◆ EXERCISE OBJECTIVE: All that is wanted is the span of lines from the one with "Can you see the mineral-stained" to the last line of the data, copied exactly.

WORKING DATA: Begin

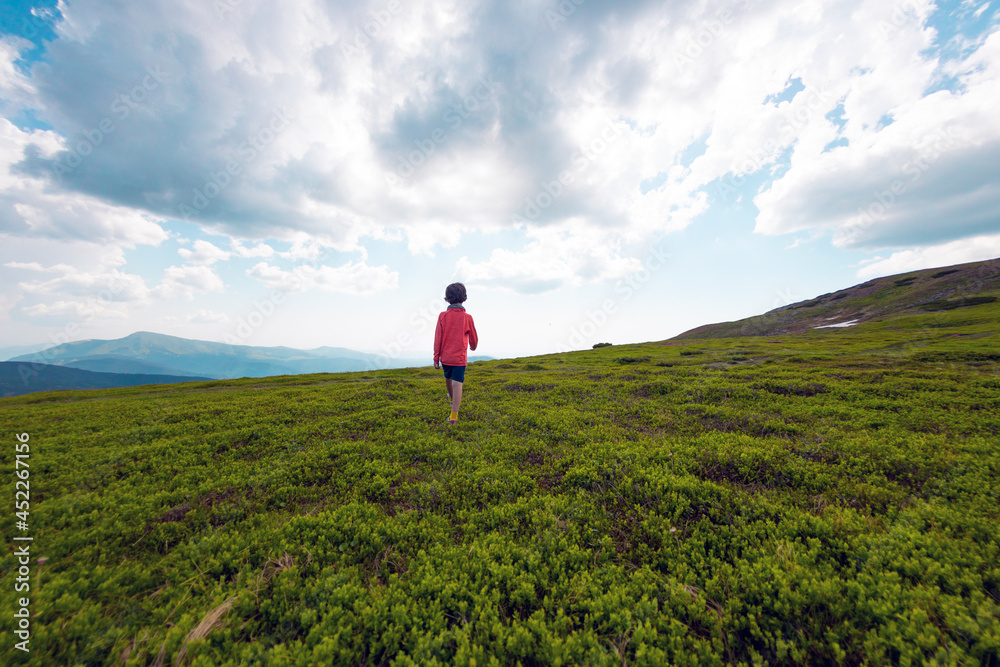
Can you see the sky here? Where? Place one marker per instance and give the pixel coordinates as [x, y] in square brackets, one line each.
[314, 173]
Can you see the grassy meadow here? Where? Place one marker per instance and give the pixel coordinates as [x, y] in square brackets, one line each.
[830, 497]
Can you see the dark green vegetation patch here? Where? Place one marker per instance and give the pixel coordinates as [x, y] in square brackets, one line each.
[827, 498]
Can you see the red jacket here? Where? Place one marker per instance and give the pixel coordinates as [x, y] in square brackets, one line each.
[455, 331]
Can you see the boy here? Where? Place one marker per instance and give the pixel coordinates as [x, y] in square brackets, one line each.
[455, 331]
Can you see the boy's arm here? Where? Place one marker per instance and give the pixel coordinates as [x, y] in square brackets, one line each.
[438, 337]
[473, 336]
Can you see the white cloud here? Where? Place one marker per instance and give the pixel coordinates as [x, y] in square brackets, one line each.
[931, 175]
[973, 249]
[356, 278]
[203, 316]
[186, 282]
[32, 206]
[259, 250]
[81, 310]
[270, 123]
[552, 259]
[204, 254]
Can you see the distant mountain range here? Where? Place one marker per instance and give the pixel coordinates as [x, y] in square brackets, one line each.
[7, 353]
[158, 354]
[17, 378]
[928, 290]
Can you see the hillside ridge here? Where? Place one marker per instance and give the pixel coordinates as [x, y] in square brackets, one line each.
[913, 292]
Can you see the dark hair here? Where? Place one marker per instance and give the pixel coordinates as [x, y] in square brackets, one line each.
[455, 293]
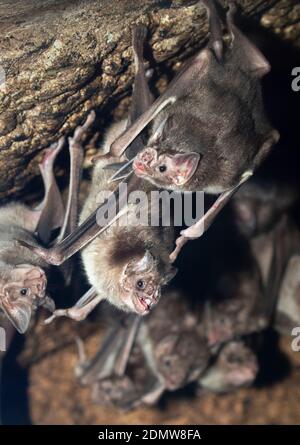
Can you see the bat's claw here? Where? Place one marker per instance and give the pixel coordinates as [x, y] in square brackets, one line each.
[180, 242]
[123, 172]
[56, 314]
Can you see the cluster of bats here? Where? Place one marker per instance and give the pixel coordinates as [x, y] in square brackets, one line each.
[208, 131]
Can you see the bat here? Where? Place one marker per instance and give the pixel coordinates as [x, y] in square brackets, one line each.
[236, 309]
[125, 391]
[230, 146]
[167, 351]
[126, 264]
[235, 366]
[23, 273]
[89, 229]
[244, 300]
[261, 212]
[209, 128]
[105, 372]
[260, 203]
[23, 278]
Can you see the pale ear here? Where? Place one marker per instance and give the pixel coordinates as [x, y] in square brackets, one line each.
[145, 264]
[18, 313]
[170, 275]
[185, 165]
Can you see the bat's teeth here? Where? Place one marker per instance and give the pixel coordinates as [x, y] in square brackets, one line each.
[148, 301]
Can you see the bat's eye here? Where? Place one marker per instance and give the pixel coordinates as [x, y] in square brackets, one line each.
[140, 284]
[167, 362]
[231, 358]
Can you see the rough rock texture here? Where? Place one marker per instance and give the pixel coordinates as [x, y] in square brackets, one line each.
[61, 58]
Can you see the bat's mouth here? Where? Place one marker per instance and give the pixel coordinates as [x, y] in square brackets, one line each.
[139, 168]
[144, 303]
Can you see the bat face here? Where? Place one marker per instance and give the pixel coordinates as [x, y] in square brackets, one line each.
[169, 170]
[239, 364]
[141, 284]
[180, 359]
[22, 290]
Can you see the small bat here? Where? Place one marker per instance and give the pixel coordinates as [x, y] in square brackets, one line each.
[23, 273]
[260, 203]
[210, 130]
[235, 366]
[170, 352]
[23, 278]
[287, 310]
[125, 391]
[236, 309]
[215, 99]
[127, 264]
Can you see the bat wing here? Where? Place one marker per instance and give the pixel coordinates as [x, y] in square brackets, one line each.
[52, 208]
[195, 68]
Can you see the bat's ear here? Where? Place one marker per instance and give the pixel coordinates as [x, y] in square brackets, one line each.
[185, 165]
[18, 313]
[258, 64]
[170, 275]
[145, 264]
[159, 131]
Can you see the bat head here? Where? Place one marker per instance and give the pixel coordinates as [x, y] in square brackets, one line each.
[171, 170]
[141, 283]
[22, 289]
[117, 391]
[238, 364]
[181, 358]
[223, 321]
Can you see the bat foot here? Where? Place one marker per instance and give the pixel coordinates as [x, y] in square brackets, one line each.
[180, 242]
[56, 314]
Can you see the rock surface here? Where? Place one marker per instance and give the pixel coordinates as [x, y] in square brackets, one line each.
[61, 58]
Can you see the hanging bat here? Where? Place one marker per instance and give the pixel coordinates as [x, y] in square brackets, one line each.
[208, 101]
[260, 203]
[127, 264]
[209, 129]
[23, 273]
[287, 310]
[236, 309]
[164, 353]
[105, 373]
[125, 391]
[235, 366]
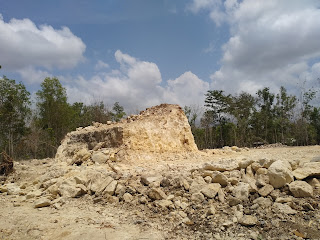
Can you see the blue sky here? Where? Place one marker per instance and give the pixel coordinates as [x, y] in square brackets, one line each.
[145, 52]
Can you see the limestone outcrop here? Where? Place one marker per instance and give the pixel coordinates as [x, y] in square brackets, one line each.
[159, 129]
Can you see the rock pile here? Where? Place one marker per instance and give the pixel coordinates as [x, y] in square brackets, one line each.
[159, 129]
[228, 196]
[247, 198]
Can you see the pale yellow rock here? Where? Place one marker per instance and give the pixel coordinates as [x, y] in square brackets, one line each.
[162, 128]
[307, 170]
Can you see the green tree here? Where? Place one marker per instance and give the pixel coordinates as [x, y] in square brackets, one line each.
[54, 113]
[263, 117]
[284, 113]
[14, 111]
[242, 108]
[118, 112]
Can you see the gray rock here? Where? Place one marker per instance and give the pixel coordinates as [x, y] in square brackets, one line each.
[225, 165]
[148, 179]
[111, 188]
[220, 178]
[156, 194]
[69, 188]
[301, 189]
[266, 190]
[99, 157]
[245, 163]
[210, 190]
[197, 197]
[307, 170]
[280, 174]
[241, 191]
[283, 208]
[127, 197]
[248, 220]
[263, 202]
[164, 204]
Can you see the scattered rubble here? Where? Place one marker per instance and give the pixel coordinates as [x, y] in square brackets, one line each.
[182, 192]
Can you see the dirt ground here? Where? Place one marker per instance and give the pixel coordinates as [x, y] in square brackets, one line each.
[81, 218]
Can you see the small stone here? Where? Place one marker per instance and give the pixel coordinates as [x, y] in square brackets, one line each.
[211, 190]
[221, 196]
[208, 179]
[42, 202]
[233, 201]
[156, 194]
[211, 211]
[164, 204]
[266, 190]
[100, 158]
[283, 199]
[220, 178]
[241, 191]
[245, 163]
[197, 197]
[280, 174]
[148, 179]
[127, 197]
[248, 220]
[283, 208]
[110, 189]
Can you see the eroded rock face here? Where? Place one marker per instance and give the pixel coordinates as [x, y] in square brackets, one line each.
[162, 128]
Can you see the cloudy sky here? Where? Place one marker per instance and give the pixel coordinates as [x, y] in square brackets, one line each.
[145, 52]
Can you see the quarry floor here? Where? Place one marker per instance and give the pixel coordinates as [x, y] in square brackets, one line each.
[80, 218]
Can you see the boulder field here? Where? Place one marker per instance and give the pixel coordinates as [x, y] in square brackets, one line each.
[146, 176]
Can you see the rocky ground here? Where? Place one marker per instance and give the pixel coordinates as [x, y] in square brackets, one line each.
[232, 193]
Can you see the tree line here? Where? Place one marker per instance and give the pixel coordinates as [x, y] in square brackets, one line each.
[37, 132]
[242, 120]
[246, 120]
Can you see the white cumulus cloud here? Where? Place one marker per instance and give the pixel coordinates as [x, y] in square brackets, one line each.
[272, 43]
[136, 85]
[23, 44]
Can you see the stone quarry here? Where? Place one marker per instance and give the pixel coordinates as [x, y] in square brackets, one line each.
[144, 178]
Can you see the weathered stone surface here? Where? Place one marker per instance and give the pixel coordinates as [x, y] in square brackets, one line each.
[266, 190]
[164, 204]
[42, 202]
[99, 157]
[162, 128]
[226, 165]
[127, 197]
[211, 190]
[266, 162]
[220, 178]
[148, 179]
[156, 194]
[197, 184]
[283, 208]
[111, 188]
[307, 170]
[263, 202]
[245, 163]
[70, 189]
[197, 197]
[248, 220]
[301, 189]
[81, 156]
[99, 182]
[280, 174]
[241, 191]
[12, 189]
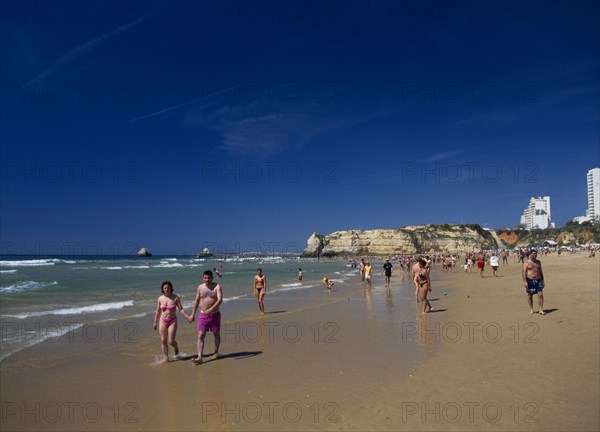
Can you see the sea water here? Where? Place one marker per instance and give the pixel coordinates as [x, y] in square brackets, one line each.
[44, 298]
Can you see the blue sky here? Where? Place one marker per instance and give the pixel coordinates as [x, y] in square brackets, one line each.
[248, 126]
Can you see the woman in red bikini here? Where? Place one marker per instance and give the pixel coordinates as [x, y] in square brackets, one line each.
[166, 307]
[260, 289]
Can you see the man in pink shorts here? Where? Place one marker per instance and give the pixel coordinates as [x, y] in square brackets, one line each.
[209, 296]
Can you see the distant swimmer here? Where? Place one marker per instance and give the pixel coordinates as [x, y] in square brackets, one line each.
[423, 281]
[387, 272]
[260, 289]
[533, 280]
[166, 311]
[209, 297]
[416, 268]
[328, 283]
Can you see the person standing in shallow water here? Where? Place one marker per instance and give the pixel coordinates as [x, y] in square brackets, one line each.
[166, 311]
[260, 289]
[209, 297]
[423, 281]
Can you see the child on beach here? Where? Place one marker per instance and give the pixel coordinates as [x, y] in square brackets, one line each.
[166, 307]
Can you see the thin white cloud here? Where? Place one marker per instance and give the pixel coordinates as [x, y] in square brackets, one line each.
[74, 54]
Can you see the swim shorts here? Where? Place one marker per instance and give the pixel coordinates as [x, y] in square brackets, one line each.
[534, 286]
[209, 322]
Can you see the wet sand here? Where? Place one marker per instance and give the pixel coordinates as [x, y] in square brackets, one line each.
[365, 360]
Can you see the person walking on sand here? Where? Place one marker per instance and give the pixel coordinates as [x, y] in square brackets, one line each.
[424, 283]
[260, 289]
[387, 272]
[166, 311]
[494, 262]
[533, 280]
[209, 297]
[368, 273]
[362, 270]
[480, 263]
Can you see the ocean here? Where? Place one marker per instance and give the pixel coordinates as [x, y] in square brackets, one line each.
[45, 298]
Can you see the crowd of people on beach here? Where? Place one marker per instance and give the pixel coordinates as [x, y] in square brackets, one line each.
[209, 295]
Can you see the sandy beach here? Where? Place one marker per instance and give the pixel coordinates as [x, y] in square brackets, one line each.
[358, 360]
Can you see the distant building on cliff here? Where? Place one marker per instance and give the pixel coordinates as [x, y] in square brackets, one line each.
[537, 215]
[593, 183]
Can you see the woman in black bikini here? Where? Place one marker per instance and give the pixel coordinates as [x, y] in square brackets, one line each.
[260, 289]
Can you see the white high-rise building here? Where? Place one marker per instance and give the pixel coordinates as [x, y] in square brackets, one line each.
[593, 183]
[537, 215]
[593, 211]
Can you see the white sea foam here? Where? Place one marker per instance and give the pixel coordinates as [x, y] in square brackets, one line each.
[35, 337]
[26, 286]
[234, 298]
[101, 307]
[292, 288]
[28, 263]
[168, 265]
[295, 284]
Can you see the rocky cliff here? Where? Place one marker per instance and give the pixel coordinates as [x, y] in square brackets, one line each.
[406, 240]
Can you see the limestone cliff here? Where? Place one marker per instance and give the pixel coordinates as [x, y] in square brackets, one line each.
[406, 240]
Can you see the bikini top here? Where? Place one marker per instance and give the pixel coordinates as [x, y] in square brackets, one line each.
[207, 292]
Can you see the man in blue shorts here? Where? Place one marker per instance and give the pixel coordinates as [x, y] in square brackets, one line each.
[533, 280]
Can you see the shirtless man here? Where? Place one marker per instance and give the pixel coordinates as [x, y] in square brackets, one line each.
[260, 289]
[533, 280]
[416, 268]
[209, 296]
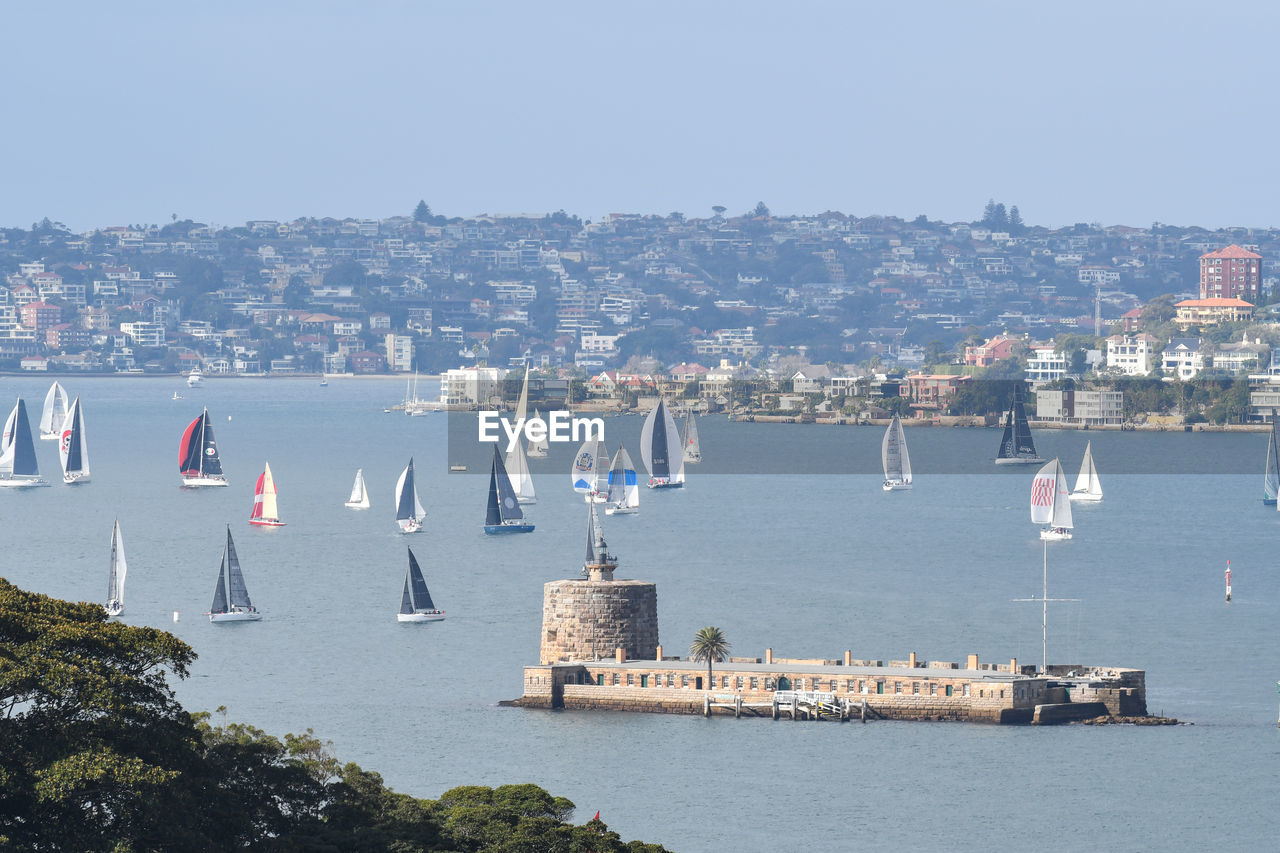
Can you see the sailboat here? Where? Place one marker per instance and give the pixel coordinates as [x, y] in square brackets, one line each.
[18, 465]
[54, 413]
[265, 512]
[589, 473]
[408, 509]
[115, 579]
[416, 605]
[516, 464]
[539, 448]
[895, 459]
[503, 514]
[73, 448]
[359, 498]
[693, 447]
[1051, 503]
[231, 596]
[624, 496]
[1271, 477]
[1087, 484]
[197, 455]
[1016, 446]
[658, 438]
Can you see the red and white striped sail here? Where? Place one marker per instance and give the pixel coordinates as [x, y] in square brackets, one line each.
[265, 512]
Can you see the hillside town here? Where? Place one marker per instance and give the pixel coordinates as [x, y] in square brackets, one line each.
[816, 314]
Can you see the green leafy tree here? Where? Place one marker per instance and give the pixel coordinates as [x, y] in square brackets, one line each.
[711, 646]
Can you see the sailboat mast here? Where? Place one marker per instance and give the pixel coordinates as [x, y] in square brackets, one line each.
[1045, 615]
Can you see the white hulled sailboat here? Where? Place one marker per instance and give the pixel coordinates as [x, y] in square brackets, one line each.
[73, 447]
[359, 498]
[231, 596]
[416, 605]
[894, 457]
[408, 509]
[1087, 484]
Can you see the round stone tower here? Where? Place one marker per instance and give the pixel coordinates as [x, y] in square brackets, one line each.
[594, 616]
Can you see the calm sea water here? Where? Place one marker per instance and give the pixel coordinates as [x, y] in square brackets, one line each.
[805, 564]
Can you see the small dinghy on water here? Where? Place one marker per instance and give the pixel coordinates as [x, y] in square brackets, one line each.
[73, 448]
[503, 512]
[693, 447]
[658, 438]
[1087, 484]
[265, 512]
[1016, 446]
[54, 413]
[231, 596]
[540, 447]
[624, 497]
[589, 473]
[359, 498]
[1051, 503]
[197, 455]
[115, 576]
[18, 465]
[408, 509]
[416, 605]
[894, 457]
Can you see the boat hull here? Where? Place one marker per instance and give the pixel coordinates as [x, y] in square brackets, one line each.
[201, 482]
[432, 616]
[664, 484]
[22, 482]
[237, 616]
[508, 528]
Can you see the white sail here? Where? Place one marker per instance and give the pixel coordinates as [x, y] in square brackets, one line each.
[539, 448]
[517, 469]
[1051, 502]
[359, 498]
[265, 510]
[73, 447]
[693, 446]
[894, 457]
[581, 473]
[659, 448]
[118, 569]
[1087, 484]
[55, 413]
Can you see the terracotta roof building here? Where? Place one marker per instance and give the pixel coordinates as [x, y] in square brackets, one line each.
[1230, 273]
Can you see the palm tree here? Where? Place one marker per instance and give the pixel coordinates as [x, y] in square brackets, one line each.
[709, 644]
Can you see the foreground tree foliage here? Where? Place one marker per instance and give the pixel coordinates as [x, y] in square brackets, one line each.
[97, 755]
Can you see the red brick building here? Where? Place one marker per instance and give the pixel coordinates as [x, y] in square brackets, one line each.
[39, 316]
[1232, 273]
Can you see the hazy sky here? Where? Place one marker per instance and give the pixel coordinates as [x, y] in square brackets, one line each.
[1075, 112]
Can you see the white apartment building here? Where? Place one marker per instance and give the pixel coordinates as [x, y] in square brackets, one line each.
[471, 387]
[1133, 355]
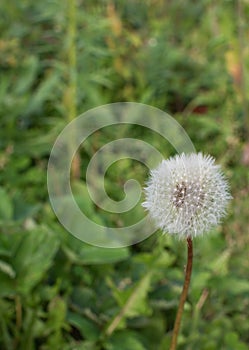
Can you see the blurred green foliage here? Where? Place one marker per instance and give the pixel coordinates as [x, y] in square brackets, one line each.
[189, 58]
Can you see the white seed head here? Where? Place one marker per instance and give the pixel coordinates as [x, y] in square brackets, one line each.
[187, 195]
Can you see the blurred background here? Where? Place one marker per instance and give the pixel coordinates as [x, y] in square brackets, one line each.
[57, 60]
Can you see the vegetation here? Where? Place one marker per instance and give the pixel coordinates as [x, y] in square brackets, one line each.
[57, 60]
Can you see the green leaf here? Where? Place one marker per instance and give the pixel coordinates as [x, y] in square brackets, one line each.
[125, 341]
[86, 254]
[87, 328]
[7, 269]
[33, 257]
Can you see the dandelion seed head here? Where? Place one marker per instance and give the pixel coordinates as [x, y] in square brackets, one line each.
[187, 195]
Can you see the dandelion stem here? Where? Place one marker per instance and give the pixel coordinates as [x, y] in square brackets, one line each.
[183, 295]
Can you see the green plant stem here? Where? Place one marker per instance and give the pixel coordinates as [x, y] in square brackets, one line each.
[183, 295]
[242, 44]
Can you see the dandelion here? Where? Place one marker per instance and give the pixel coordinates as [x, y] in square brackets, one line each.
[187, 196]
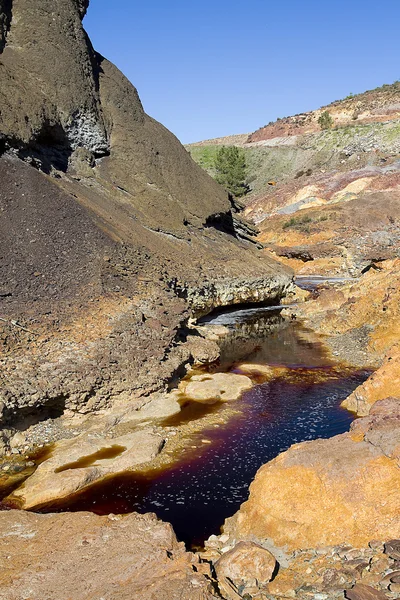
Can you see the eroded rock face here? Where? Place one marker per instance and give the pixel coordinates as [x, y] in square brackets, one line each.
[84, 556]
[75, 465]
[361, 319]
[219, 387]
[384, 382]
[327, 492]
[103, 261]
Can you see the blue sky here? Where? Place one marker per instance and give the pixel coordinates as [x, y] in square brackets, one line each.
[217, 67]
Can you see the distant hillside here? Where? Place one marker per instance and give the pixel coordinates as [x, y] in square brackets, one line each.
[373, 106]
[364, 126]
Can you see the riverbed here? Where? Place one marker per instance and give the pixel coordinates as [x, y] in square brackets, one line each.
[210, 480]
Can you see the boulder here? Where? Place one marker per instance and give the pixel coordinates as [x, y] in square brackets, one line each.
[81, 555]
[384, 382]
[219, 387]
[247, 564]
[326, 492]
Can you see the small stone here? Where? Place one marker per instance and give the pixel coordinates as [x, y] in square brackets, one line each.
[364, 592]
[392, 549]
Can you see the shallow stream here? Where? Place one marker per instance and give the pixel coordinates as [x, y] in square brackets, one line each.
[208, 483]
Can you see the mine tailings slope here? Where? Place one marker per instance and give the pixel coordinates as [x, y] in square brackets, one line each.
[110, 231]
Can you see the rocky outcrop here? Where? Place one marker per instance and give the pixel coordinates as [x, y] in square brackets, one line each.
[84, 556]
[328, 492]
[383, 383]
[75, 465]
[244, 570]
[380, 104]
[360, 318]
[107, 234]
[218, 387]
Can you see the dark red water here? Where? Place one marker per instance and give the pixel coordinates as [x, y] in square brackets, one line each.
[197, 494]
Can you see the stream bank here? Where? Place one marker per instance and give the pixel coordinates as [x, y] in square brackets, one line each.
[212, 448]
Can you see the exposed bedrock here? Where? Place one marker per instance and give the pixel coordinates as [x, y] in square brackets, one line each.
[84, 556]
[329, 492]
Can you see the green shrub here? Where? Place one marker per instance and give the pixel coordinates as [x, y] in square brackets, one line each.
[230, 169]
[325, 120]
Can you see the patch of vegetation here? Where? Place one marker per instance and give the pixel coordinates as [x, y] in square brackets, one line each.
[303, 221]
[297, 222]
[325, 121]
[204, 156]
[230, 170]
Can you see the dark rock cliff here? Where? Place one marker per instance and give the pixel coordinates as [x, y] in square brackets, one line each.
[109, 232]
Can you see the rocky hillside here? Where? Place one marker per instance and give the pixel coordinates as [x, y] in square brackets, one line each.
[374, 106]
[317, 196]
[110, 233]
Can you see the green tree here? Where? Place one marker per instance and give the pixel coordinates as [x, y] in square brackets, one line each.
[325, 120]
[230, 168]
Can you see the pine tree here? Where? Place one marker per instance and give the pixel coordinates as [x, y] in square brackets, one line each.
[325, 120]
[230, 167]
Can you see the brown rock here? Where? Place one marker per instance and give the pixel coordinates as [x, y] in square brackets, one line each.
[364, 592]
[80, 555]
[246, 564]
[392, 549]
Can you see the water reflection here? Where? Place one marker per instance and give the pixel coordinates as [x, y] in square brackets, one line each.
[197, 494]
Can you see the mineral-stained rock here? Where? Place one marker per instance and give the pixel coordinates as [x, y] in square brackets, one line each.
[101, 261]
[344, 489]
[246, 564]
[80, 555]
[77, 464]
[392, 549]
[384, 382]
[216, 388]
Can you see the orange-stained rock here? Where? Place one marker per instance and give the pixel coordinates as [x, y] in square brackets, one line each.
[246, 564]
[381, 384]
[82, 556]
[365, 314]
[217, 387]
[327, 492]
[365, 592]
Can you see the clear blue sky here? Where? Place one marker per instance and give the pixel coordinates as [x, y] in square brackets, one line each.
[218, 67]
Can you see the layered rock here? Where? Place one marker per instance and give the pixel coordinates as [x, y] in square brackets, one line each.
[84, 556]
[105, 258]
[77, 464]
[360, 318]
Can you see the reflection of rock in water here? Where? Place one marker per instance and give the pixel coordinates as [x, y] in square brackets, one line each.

WORKING DATA: End

◆ RESULT BELOW:
Can you see the mineral-stained rock here? Where? Place one marker per instance and give the pixel coordinates as [x, y] in square brackets, one line each.
[101, 261]
[344, 489]
[246, 564]
[80, 555]
[77, 464]
[392, 549]
[384, 382]
[216, 388]
Can you see the orange-stained rock here? Where? Place one marker per instance and give the pixel coordinates as [x, y] in square brackets, one line each.
[246, 564]
[381, 384]
[82, 556]
[365, 314]
[217, 387]
[327, 492]
[365, 592]
Can you see the clear blue sky here? Where? Place one marker per instance and give the pixel coordinates as [x, y] in square brackets, one line each.
[218, 67]
Can you see the layered rock here? Where? Place one marker per instance and give the pixel coordinates as [x, y] in square brackets, one line each.
[84, 556]
[105, 258]
[77, 464]
[360, 318]
Can you see the reflection of rock in water here? Where? Place one marker per instance and give the pixel coordinates as [x, y] in square brackets, one line each.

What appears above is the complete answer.